#### [TASK DESCRIPTION]
Display every line of the entries below that contains the string "reflection", copying each line in full.

#### [DATA TO PROCESS]
[Start]
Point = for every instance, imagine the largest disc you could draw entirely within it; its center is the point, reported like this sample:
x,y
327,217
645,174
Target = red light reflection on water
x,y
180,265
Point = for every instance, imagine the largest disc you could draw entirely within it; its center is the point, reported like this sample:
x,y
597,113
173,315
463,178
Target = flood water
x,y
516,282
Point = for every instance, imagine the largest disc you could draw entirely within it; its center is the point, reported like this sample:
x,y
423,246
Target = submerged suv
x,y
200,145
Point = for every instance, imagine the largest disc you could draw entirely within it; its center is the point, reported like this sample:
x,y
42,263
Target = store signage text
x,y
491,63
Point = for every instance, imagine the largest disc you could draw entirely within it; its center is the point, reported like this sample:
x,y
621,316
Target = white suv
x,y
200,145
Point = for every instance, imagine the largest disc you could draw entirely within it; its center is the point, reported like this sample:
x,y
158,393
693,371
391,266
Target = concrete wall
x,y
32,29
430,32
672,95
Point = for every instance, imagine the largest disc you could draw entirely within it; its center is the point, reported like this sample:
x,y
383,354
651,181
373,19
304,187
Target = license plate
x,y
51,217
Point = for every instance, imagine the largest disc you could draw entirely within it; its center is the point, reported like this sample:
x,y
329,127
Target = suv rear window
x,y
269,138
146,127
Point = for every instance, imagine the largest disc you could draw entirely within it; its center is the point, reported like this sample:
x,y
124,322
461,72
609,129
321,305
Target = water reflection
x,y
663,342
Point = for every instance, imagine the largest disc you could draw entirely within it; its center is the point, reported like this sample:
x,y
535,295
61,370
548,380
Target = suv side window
[End]
[Start]
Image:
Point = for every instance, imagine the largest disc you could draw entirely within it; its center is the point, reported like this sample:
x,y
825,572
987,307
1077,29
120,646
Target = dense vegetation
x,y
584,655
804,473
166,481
[End]
#### [ANSWER TO THE PROBLEM]
Target = red light reflection on water
Target = water reflection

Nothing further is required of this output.